Problem requirements. Only one stretch of the data below is wanted: the lines from the one with "Target: the hand on table" through the one with "[indicate] the man's chin", repeated exactly.

-- Records for processing follows --

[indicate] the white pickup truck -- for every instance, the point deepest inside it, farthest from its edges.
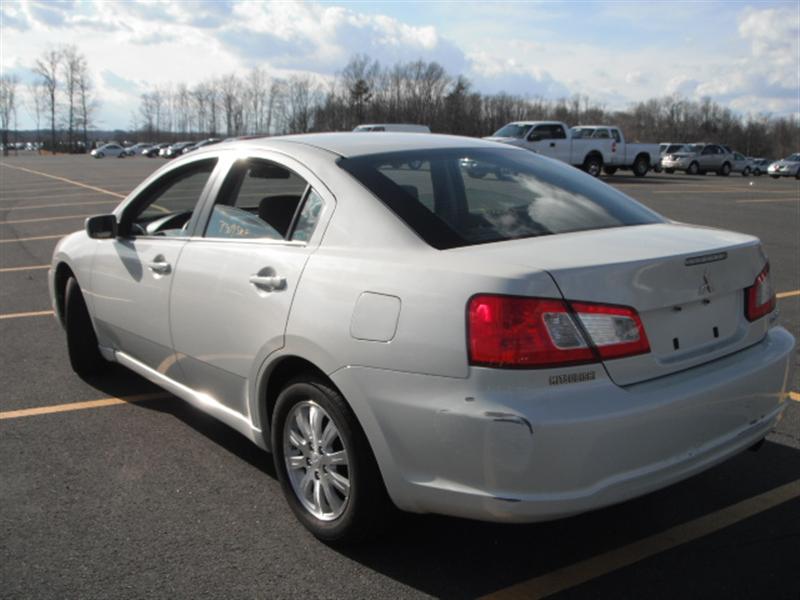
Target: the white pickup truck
(593, 148)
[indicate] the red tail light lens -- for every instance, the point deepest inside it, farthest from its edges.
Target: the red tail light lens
(518, 332)
(759, 298)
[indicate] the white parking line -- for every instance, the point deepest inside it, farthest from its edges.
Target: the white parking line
(70, 181)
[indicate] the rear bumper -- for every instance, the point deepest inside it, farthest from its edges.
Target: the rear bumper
(507, 446)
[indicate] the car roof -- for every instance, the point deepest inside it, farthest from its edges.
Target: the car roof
(349, 144)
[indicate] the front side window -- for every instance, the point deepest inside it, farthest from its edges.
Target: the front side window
(263, 200)
(166, 207)
(474, 196)
(513, 130)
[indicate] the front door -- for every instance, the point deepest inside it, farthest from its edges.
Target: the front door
(133, 273)
(235, 282)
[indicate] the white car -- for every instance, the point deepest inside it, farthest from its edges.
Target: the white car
(787, 167)
(112, 149)
(517, 347)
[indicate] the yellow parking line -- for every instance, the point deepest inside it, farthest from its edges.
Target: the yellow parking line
(35, 206)
(64, 179)
(37, 220)
(30, 268)
(602, 564)
(38, 313)
(33, 239)
(102, 402)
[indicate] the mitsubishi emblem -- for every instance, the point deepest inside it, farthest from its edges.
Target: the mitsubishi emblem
(706, 288)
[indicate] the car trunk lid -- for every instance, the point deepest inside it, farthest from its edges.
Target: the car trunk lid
(686, 282)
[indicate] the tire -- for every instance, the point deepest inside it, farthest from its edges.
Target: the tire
(641, 166)
(593, 165)
(84, 355)
(328, 512)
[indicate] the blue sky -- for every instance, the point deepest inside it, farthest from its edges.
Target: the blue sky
(743, 54)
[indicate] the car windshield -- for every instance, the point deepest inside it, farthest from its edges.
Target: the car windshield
(461, 197)
(582, 132)
(513, 130)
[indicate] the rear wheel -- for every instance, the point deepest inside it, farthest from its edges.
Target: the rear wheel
(325, 465)
(593, 165)
(84, 355)
(641, 166)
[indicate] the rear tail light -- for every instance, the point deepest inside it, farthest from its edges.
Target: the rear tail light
(511, 331)
(759, 298)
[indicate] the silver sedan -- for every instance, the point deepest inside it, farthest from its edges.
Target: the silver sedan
(400, 332)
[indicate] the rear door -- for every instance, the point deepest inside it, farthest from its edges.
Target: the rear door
(235, 282)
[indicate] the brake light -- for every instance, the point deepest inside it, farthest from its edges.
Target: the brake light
(759, 298)
(512, 331)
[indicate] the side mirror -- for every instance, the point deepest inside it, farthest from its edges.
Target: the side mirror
(102, 227)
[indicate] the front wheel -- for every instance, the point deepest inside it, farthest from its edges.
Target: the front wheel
(325, 465)
(593, 165)
(641, 166)
(84, 354)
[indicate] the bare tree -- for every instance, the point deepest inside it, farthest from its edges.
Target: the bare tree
(87, 103)
(47, 68)
(8, 106)
(36, 106)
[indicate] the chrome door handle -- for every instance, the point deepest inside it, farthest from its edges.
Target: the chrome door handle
(161, 267)
(267, 282)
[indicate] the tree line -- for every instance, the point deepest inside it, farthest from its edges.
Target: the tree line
(364, 91)
(62, 94)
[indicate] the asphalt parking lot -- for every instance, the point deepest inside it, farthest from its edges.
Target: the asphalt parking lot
(110, 488)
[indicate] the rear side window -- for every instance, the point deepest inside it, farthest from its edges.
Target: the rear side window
(453, 197)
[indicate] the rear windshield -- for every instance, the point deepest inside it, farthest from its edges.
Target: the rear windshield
(461, 197)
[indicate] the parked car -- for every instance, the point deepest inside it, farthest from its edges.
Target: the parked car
(175, 150)
(512, 349)
(202, 144)
(760, 166)
(112, 149)
(594, 148)
(137, 149)
(396, 127)
(665, 148)
(155, 150)
(699, 159)
(786, 167)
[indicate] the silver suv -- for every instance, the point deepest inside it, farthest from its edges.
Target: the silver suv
(698, 159)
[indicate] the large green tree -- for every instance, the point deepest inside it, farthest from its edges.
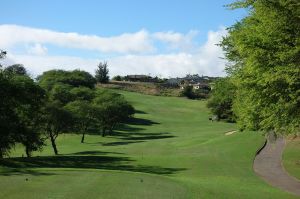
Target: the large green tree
(221, 99)
(21, 100)
(264, 54)
(102, 73)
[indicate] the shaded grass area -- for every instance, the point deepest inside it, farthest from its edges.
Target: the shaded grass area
(170, 150)
(291, 157)
(86, 162)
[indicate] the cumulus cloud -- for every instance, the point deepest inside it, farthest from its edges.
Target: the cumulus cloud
(176, 40)
(125, 43)
(204, 59)
(37, 49)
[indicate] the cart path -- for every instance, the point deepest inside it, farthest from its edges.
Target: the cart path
(268, 165)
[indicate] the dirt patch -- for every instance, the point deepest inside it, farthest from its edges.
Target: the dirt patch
(268, 165)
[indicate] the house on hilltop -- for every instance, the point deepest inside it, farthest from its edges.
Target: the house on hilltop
(138, 78)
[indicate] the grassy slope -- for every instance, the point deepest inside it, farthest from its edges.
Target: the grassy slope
(172, 151)
(291, 158)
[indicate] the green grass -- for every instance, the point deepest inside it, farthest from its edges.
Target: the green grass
(291, 158)
(171, 151)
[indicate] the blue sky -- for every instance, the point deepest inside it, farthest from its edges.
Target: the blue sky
(166, 37)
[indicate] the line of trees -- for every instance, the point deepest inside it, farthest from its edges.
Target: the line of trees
(263, 50)
(32, 112)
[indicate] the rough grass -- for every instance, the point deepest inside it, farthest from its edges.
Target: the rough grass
(291, 157)
(171, 150)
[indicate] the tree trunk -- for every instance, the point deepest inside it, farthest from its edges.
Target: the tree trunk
(82, 138)
(103, 132)
(28, 152)
(53, 144)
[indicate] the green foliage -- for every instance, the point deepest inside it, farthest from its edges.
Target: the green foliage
(117, 78)
(20, 103)
(82, 93)
(170, 150)
(56, 119)
(73, 78)
(102, 73)
(83, 115)
(264, 51)
(61, 93)
(221, 99)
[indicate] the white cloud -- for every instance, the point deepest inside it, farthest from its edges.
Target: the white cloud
(204, 59)
(37, 49)
(176, 40)
(11, 35)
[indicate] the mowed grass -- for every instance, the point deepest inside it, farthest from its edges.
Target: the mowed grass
(291, 157)
(171, 150)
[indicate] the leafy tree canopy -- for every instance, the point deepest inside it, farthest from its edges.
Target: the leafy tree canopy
(264, 54)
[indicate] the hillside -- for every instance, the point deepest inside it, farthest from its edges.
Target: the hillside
(170, 150)
(148, 88)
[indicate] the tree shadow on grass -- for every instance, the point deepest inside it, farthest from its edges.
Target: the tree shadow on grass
(139, 136)
(84, 162)
(120, 143)
(94, 153)
(24, 171)
(140, 112)
(140, 121)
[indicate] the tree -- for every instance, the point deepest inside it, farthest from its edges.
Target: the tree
(221, 99)
(20, 101)
(82, 93)
(75, 78)
(188, 92)
(111, 110)
(2, 54)
(117, 78)
(263, 50)
(83, 114)
(102, 73)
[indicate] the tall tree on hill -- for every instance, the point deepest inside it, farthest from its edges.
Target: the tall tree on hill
(20, 102)
(264, 54)
(102, 73)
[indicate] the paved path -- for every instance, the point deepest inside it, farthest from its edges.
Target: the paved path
(268, 165)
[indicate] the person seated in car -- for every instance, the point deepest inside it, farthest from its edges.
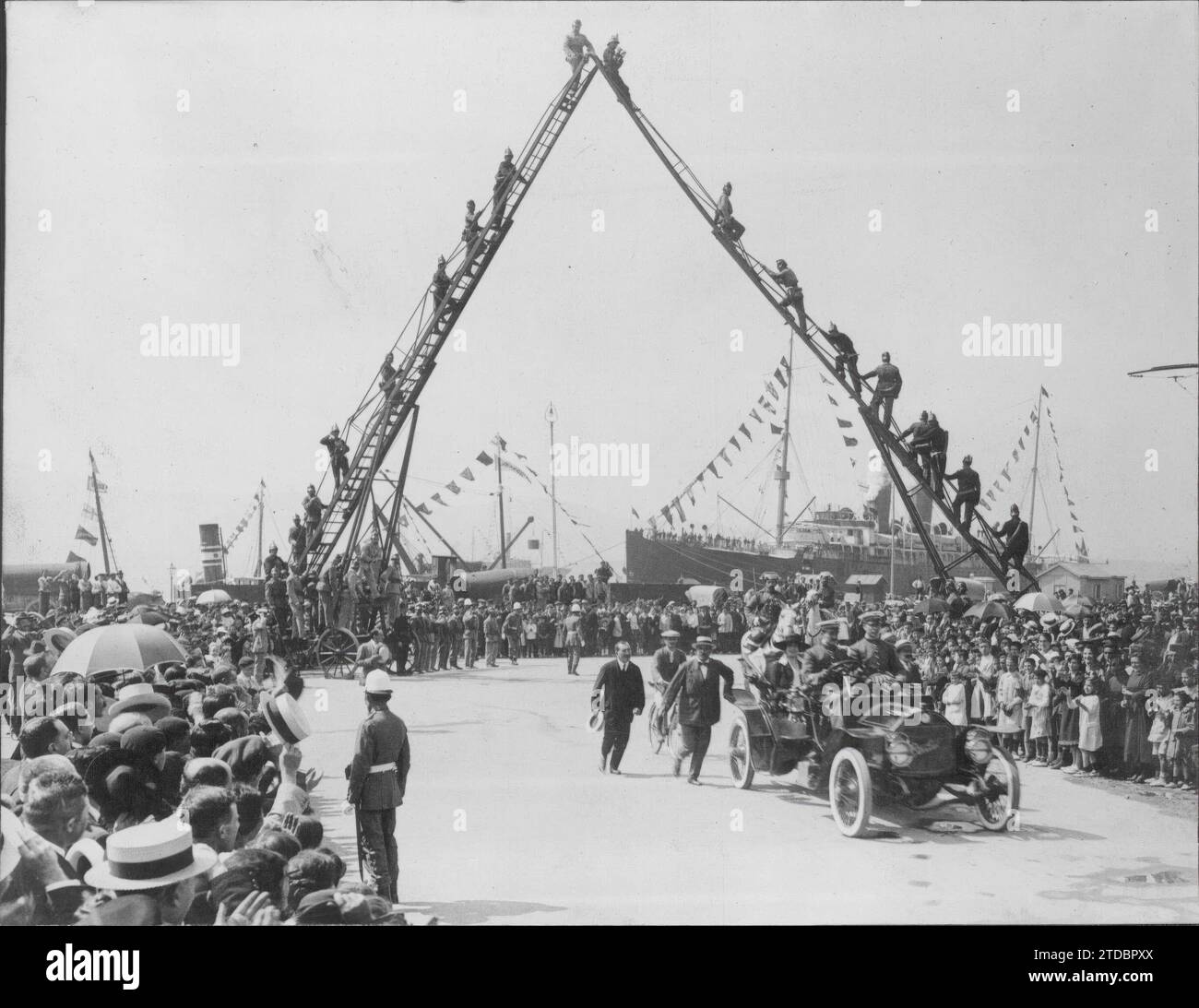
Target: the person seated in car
(822, 657)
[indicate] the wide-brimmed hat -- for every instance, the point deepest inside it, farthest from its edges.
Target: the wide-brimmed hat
(287, 718)
(140, 698)
(150, 856)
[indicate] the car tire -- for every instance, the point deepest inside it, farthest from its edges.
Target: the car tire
(995, 814)
(850, 792)
(740, 758)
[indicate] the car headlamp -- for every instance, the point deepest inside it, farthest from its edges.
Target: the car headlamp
(978, 746)
(898, 751)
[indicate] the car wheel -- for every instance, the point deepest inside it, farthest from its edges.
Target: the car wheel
(1000, 782)
(335, 652)
(740, 761)
(850, 792)
(658, 740)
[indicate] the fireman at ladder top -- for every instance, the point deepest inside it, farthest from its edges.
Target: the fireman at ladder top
(794, 294)
(886, 388)
(576, 47)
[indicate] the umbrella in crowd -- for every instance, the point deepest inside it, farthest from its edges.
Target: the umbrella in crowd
(988, 611)
(214, 597)
(1039, 602)
(119, 646)
(932, 604)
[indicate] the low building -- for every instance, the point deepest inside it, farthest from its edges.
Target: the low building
(866, 588)
(1094, 580)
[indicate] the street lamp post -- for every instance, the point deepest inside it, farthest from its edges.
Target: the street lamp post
(552, 416)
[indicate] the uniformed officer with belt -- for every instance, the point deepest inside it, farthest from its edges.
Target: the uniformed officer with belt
(378, 777)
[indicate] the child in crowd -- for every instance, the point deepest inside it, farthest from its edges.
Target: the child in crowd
(1182, 743)
(1090, 734)
(1161, 735)
(1039, 724)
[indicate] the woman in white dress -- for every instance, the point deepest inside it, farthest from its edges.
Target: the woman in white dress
(1010, 701)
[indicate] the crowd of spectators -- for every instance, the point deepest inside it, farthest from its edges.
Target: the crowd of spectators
(172, 795)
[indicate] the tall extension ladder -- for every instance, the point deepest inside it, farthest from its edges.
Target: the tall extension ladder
(347, 506)
(892, 451)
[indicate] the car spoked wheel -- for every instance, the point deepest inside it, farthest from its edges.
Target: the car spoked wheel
(740, 764)
(674, 734)
(658, 740)
(850, 792)
(999, 787)
(335, 652)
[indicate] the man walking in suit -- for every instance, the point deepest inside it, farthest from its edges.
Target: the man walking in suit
(696, 688)
(378, 778)
(623, 698)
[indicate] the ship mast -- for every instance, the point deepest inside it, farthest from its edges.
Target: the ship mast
(262, 494)
(100, 511)
(780, 472)
(1036, 456)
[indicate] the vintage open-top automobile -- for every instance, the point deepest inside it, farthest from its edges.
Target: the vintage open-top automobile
(862, 743)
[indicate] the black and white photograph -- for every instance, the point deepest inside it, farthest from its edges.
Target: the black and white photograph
(600, 464)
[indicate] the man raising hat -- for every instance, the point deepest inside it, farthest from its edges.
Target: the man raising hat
(378, 777)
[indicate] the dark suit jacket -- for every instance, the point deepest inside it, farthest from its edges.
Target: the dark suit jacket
(623, 691)
(699, 700)
(383, 739)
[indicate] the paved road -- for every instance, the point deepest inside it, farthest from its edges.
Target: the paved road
(508, 821)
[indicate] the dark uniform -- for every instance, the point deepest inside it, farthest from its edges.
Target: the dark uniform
(939, 446)
(623, 694)
(1015, 532)
(969, 492)
(847, 356)
(378, 778)
(338, 452)
(878, 656)
(886, 390)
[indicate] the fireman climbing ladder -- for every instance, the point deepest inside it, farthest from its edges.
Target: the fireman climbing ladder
(895, 455)
(382, 414)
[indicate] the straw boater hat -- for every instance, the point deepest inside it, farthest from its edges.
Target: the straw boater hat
(143, 699)
(286, 718)
(151, 856)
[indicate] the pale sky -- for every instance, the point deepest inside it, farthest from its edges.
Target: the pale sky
(208, 215)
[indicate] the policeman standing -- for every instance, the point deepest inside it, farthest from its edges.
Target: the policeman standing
(378, 778)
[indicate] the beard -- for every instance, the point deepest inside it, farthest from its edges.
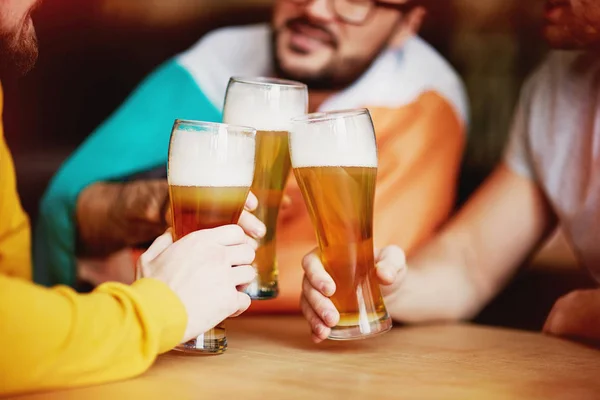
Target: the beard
(18, 50)
(338, 74)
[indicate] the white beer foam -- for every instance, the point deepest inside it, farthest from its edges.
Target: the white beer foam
(192, 164)
(339, 142)
(264, 107)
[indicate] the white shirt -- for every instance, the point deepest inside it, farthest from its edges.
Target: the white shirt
(555, 141)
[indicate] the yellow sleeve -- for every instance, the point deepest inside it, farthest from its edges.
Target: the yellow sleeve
(15, 235)
(420, 151)
(56, 338)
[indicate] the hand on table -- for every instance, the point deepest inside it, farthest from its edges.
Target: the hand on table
(576, 316)
(318, 287)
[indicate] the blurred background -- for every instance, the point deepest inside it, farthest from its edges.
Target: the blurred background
(94, 52)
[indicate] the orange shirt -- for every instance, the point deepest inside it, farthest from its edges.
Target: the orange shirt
(420, 148)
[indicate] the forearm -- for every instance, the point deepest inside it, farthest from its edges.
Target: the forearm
(100, 229)
(56, 338)
(112, 216)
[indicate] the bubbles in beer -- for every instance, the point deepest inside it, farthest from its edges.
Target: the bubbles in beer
(327, 140)
(266, 107)
(219, 159)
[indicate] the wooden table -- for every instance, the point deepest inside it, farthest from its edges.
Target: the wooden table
(273, 358)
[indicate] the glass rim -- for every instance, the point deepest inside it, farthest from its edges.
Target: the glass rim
(330, 115)
(215, 125)
(268, 81)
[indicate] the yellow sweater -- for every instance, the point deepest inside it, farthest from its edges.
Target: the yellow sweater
(56, 338)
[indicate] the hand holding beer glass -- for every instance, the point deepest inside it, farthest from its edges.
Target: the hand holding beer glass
(210, 171)
(267, 105)
(334, 157)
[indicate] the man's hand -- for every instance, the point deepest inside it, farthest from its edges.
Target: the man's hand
(576, 316)
(204, 269)
(318, 287)
(112, 216)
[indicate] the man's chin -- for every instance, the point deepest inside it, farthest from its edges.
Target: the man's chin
(563, 38)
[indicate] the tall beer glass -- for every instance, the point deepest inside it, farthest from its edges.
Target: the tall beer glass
(209, 173)
(334, 156)
(267, 105)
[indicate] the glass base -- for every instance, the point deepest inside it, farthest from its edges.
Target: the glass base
(211, 342)
(362, 327)
(258, 291)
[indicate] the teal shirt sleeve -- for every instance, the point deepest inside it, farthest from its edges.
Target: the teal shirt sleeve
(134, 139)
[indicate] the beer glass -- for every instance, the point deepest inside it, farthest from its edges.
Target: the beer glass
(210, 171)
(266, 105)
(334, 157)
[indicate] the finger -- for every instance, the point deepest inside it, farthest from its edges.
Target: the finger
(322, 306)
(390, 265)
(549, 325)
(228, 235)
(316, 274)
(240, 254)
(286, 201)
(320, 332)
(159, 245)
(252, 225)
(168, 216)
(251, 202)
(244, 302)
(242, 275)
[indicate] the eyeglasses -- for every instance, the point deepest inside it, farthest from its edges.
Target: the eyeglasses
(357, 12)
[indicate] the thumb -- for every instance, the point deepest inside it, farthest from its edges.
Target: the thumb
(390, 263)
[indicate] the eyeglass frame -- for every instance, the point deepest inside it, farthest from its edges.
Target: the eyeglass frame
(373, 4)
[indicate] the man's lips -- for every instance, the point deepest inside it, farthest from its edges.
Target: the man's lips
(307, 38)
(555, 9)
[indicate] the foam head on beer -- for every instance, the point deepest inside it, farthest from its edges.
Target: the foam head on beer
(267, 104)
(211, 155)
(333, 139)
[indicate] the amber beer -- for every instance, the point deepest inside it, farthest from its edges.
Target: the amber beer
(210, 172)
(270, 176)
(195, 208)
(267, 105)
(334, 157)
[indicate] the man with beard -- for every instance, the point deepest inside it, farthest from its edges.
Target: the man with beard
(550, 175)
(351, 54)
(56, 338)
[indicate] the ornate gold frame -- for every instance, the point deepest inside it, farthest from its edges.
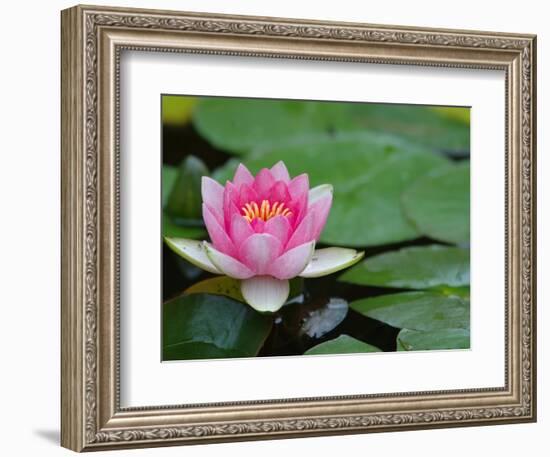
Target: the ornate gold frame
(92, 40)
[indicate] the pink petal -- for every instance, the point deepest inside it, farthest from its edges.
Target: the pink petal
(212, 194)
(299, 209)
(321, 208)
(299, 186)
(217, 214)
(258, 225)
(292, 262)
(226, 264)
(240, 230)
(263, 183)
(246, 195)
(230, 202)
(259, 251)
(280, 172)
(279, 227)
(279, 193)
(219, 237)
(242, 176)
(303, 233)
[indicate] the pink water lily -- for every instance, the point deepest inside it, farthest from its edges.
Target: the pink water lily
(263, 231)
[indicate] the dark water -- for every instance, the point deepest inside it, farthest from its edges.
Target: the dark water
(322, 314)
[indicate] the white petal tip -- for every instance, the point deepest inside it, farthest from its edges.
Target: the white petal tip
(330, 260)
(265, 293)
(193, 251)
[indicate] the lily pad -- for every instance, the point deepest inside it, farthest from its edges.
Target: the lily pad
(442, 130)
(420, 267)
(172, 230)
(322, 320)
(185, 200)
(169, 176)
(241, 125)
(177, 109)
(412, 340)
(416, 310)
(202, 326)
(344, 344)
(220, 285)
(439, 204)
(369, 174)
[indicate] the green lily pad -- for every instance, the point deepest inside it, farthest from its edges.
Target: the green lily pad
(416, 310)
(177, 109)
(185, 199)
(169, 176)
(369, 174)
(241, 125)
(220, 285)
(421, 267)
(442, 130)
(173, 230)
(201, 326)
(439, 204)
(412, 340)
(344, 344)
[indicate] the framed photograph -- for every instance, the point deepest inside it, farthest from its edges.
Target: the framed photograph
(280, 228)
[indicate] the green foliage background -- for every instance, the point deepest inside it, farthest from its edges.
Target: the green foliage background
(401, 177)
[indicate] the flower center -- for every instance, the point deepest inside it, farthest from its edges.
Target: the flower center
(264, 211)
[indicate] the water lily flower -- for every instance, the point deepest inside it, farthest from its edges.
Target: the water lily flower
(263, 231)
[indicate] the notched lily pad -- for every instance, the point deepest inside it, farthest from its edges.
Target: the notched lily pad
(322, 320)
(203, 326)
(369, 174)
(344, 344)
(420, 267)
(438, 204)
(416, 310)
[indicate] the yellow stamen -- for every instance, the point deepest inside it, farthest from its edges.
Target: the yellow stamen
(265, 211)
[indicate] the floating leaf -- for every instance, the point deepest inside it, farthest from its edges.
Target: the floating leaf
(344, 344)
(416, 310)
(419, 124)
(169, 175)
(421, 267)
(172, 230)
(439, 204)
(241, 125)
(220, 285)
(201, 326)
(454, 113)
(369, 174)
(322, 320)
(412, 340)
(177, 109)
(185, 200)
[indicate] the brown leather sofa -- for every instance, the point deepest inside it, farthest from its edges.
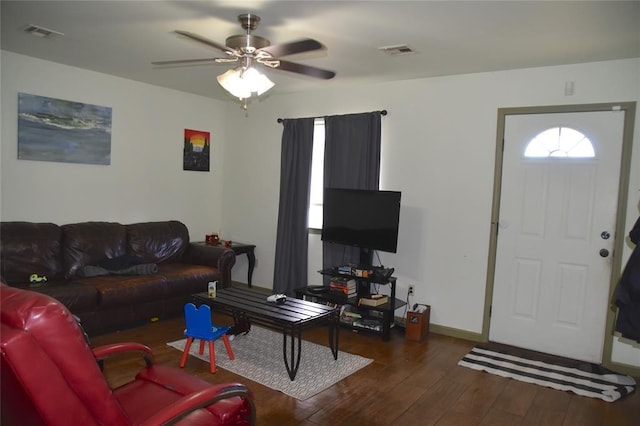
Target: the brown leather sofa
(175, 268)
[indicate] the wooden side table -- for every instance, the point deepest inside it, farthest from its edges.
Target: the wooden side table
(241, 248)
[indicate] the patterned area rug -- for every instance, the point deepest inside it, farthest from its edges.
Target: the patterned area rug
(258, 357)
(586, 379)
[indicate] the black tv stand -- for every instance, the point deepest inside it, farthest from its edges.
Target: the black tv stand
(384, 314)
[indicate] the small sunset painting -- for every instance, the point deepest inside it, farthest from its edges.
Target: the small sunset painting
(196, 150)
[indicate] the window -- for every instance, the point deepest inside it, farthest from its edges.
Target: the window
(317, 176)
(560, 142)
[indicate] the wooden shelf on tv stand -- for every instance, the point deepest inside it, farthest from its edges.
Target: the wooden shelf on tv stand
(384, 313)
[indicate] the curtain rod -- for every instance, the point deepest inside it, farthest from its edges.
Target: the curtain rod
(383, 112)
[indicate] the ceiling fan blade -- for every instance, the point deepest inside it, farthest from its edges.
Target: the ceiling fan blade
(185, 61)
(305, 69)
(206, 41)
(300, 46)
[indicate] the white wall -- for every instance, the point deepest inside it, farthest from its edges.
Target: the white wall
(438, 149)
(145, 180)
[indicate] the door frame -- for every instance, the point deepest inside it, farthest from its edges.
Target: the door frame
(623, 190)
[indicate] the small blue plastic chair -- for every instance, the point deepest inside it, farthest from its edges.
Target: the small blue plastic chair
(199, 326)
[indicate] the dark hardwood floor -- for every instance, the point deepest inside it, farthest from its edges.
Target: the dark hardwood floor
(409, 383)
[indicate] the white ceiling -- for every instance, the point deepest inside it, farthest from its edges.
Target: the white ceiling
(122, 38)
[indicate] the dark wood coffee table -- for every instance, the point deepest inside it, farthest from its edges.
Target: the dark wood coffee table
(290, 318)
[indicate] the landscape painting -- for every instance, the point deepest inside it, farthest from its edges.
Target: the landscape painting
(64, 131)
(196, 150)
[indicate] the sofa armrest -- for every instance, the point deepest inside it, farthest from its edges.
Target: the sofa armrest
(105, 351)
(205, 398)
(219, 257)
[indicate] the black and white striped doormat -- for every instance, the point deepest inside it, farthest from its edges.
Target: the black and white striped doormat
(589, 380)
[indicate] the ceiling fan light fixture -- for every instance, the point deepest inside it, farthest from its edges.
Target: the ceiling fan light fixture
(245, 82)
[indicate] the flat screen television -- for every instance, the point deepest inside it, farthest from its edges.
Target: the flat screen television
(363, 218)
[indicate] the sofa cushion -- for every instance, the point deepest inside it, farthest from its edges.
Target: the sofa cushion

-- Records for processing concluded --

Written answer.
Target: the hand on table
(576, 316)
(318, 287)
[indicate] the blurred background -- for every instance, the point deepest inside it, farthest from its edges.
Target: the blurred background
(94, 52)
[indicate] the orange shirt -- for every instance, the point deepest inside it, farthest from its edges.
Target: the orange shirt
(420, 148)
[indicate] the forearm -- for every instance, the point deepest inside it, farthest from its edges.
Target: the forearm
(100, 229)
(56, 338)
(112, 216)
[indicate] the bubbles in beer -- for every instance, the point deepest inside it, farthest from its edges.
Target: the bubbles in beer
(327, 140)
(266, 107)
(219, 159)
[indicate] the wooden table -- for every instance, the point deepest inside it, farthest from its edges.
Target: the wooden table
(273, 358)
[indicate] the glass rim -- for every instance, the point deepest inside it, farthest from its edges.
Target: the glass rim
(330, 115)
(215, 125)
(268, 81)
[indicate] the yellow sweater -- for every instance, the point deepest inside it, farthest from its edges.
Target: the yellow sweater
(56, 338)
[indicate] the hand holding beer glass -- for every instance, the point deepest inside it, farthest from its edges.
Target: the hand holding beer glass
(210, 171)
(267, 105)
(334, 157)
[indicate] the man's hand -- for every instance, the point deepest inside it, farthest from its edges.
Target: the man's hand
(576, 316)
(204, 269)
(318, 287)
(112, 216)
[indicate] the man's chin -- for every instance, the point deepest inside it, farthest from its edges.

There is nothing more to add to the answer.